## Testo di partenza:
################

Anche l’uomo, creato ad immagine somigliantissima di Dio e redento da Cristo, è chiamato ad essere profeta della pace e della nonvio­lenza, superando discriminazioni di ogni tipo, fra vicini e lon­tani, fra amici e nemici. La storia umana, in virtù del mistero della creazione e dell’incarnazione, trova inscritta in sé la vocazione all’unità, alla partecipazione della vita di Amore che incessantemente flui­sce all’interno della Trinità, in una parola, alla pace. La nuova immagine di Dio, rivelata dal Signore Gesù, fonda ed esige fra le persone nuovi rapporti, contrasse­gnati dalla fraternità, dalla concordia e dal perdono, dalla verità e dalla giustizia, dalla solidarietà.

5.2.  La croce di Gesù è denuncia della violenza, non accettazione passiva di essa; è sollecitazione ad un impegno d’amore e di giustizia

È proprio in Gesù Cristo, che muore in croce con le braccia a­perte sul mondo e perdonando i propri persecutori (cf Lc 23,24), che il progetto divino di un’umanità pacifica e non violenta si mani­festa e si compie. Attraverso questo gesto sacerdotale, l'uma­nità è riconciliata con Dio, con l'Amore che redime, morendo e perdonando. È mediante il versamento del sangue di Gesù-uomo, nel quale la pienezza d'Amore si è compiaciuta di dimorare, che non solo l’umanità, ma tutte le cose in Lui ‒ come afferma san Paolo ‒, sono riconciliate (cf Col 1,20). Distruggendo in se stesso l’inimicizia, fonte di vio­lenza, Gesù abbatte il muro delle divisioni, unifica i popoli in un destino di pace, affratella in un solo corpo quelli che erano nemici (cf Ef 2,16; Rom 12,5).
Con il suo sacrificio, il Signore «ricrea» l’umanità, trasformandola da nemica, qual era divenuta in Adamo, in amica di Dio; mostra al mondo tutto l'impegno e la totale fedeltà del Padre al grande progetto di pace e di nonviolenza.
Dio vuole il rinnovamento dell’umanità non mediante coercizione o azioni vendicatrici, ma con la forza di un Amore, che si dona fino all'estremo e perdona. In Gesù Cri­sto, che sale spoglio sulla croce, Egli presenta al mondo la nuova u­manità e contrasta la libertà deicida con le armi del perdono che risana e riconcilia. Nel Figlio, che si incarna e si immola, il Padre, ricco di misericordia, si impegna a far uscire ogni uomo dal tunnel dell'odio e della violenza, immettendo la sua stessa vita d’amore.

################

Prosegui il testo sulla croce di Gesù e la nonviolenza, ripartendo subito dopo la sua ultima frase.

Righe con i contorni delle regioni nominate:
################

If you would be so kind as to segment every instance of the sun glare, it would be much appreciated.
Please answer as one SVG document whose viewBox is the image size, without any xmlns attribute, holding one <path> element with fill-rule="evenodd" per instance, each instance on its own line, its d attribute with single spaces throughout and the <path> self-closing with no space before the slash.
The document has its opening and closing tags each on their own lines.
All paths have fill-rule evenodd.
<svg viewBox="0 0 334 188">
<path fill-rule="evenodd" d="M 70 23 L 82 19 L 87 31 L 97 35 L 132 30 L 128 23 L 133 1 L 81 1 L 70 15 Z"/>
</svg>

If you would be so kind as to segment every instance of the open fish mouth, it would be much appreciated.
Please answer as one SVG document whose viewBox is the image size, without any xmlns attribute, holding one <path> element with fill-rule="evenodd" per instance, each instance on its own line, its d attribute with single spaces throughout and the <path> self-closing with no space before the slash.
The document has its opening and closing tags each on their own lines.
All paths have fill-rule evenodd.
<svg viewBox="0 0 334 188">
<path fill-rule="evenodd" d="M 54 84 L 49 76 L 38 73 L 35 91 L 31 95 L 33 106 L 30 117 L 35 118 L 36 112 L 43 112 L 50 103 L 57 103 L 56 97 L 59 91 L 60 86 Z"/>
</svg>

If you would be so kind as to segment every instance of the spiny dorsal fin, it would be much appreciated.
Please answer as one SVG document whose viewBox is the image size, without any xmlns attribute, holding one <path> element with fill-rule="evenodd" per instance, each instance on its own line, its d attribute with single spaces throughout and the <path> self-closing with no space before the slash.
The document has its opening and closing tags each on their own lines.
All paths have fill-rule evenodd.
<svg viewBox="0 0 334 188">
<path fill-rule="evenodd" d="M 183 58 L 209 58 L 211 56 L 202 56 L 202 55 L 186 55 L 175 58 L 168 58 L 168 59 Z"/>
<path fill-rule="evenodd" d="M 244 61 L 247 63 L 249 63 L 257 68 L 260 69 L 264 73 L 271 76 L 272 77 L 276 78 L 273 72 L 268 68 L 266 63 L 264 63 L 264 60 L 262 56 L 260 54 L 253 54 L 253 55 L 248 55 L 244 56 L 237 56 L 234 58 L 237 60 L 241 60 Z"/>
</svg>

################

## Risposta all'esercizio:
La croce di Cristo è per il credente denuncia e vittoria sulla violenza, segno della solidarietà di Dio con l’uomo oppresso e sfregiato nella sua dignità. La croce non è propria­mente apologia della sofferenza, del sacrificio e della morte. Abbracciandola, Gesù la trasforma in atto d'accusa della vio­lenza del sistema religioso-politico del suo tempo, da cui è rifiutato e ingiustamente condannato. Per la risurrezione, che non è com­penso e riparazione dell’apparente insuccesso della morte di Gesù, ma l’af­fermazione sfolgorante della potenza della vita divina, la croce indica ad ogni uomo la via che porta al trionfo sulla violenza e sull'odio. Con la crocifissione, Gesù assume su di sé anche la con­dizione di ogni persona ingiustamente condannata. Poiché Dio Padre si curva sul Figlio per accogliere il dono della sua vita e per eternarla nel dinamismo potente della risurrezione, la croce testimonia la so­lidarietà di Dio nei confronti di chiunque sia calpestato nei suoi diritti fondamentali.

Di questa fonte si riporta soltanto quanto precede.